→ 任务要求: 把下面材料中的“police officer”一律换成“patrol officer”，其余文字保持原样，将全部材料重写一遍，图片不要写进答案。

→ 所给材料:
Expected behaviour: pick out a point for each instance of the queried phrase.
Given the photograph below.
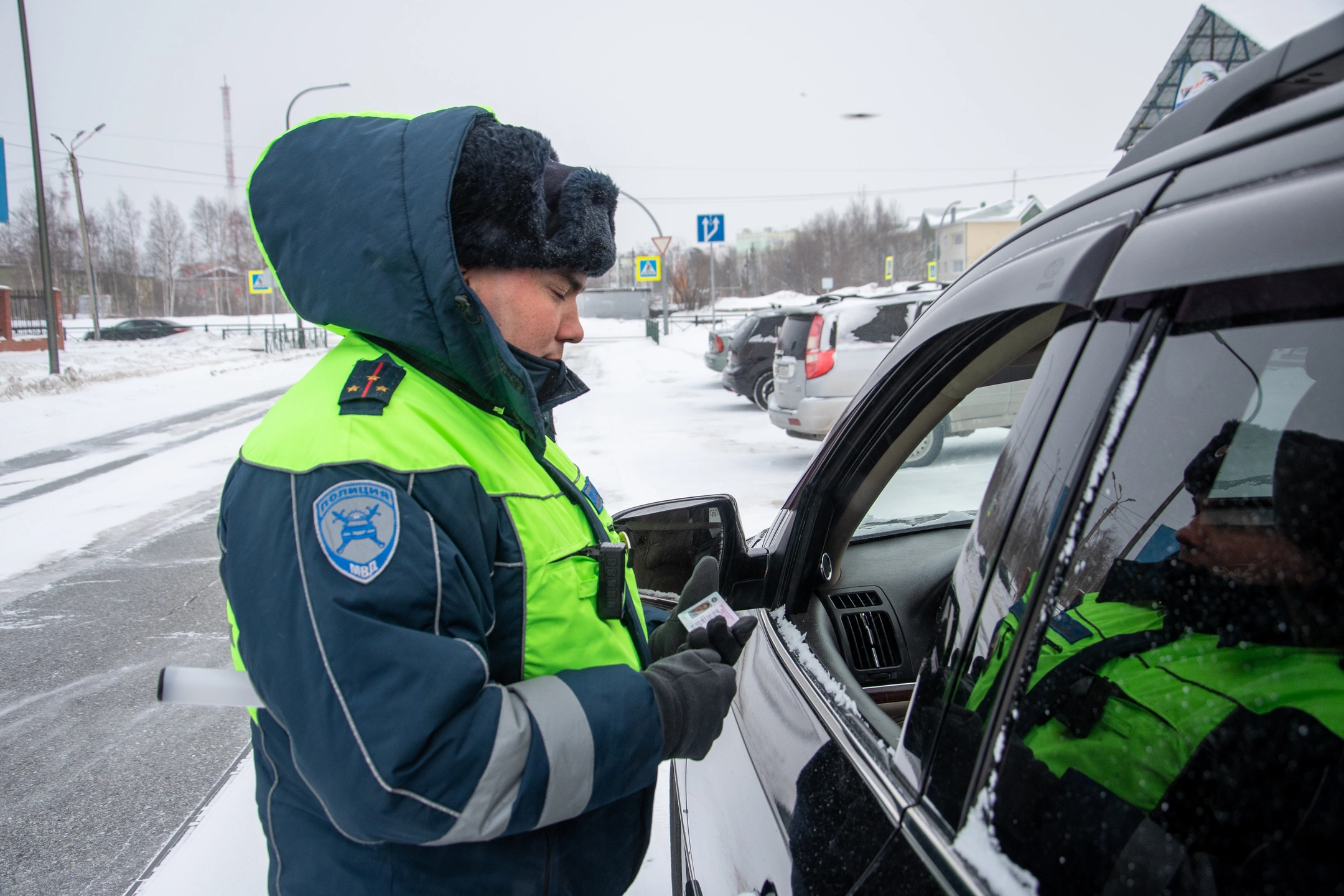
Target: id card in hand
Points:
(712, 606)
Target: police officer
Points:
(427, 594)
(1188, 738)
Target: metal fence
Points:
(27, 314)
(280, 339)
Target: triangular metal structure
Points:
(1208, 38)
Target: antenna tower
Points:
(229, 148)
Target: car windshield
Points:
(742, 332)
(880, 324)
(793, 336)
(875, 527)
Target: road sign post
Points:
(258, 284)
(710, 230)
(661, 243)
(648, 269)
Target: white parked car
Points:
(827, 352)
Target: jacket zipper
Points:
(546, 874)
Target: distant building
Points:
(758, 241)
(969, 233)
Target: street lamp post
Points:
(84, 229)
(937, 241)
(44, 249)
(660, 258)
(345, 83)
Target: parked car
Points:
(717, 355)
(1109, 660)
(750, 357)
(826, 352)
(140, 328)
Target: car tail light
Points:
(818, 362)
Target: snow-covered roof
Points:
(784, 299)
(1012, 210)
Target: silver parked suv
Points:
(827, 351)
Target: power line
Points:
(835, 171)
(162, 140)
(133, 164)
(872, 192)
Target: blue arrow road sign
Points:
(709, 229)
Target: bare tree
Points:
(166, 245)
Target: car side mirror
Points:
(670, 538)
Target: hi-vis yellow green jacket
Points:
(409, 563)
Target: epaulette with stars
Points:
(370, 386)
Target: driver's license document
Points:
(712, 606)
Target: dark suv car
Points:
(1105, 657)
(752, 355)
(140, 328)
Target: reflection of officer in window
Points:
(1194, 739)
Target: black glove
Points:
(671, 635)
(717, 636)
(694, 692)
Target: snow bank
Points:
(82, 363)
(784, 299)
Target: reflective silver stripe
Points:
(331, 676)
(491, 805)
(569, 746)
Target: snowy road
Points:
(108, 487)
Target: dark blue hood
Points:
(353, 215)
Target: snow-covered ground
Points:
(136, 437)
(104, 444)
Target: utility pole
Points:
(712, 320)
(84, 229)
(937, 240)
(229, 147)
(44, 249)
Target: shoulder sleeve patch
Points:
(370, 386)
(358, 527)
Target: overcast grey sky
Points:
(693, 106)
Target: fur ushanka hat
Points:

→ 参考答案:
Expected behaviour: pick out a point for each instance of the queried phrase.
Given the photograph below.
Target: id card in hand
Points:
(712, 606)
Target: patrol officer
Points:
(427, 594)
(1188, 738)
Target: metal fence
Points:
(27, 314)
(280, 339)
Target: triangular metal structure
Points:
(1208, 38)
Target: antenna tower
Points:
(229, 148)
Target: car windshield
Points:
(742, 332)
(880, 324)
(793, 336)
(875, 527)
Target: road sign post
Points:
(258, 284)
(710, 230)
(661, 243)
(648, 269)
Target: white parked car
Points:
(827, 352)
Target: jacket zipper
Points:
(546, 874)
Target: distant building
Points:
(758, 241)
(969, 233)
Target: street lamp post
Points:
(84, 229)
(937, 241)
(44, 249)
(660, 258)
(345, 83)
Target: parked car
Points:
(717, 355)
(1109, 660)
(750, 357)
(826, 352)
(140, 328)
Target: car tail light
Points:
(818, 362)
Target: snow-covered roof
Points:
(784, 299)
(1012, 210)
Target: silver parked suv
Points:
(827, 351)
Target: power line
Points:
(835, 171)
(162, 140)
(133, 164)
(872, 192)
Target: blue arrow road sign
Points:
(709, 229)
Target: bare tree
Points:
(166, 245)
Target: car side mirror
Points:
(670, 538)
Target: hi-vis yellow green jacket
Points:
(409, 563)
Target: epaulette with stars
Points:
(370, 386)
Target: driver's license document
Points:
(712, 606)
Target: dark suv car
Points:
(1105, 657)
(752, 355)
(140, 328)
Target: reflection of officer in window
Points:
(1194, 739)
Target: black glove
Points:
(671, 635)
(717, 636)
(694, 692)
Target: snow bank
Points:
(82, 363)
(784, 299)
Target: reflective silver stripe
Points:
(331, 676)
(491, 805)
(569, 746)
Target: snowy road
Points:
(108, 487)
Target: dark blue hood
Points:
(353, 215)
Target: snow-covered ground
Points:
(136, 437)
(104, 444)
Target: utility pole
Points:
(712, 320)
(84, 229)
(937, 240)
(229, 147)
(44, 249)
Target: shoulder sleeve patch
Points:
(370, 386)
(358, 527)
Target: overcast grey sky
Points:
(693, 106)
Target: fur ushanka hat
Points:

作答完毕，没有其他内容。